>>>
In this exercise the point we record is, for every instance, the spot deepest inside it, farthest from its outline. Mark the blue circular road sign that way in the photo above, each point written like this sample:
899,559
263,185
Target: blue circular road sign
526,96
<<<
● ACTIVITY
Please repeat every record above word for word.

● EXERCISE RESPONSE
In this exercise the point we record is, for every instance, the spot deepest inside it, farthest from its outline. Mark the blue circular road sign that way in the photo above, each point written like this sample:
899,559
263,185
Target: blue circular road sign
526,96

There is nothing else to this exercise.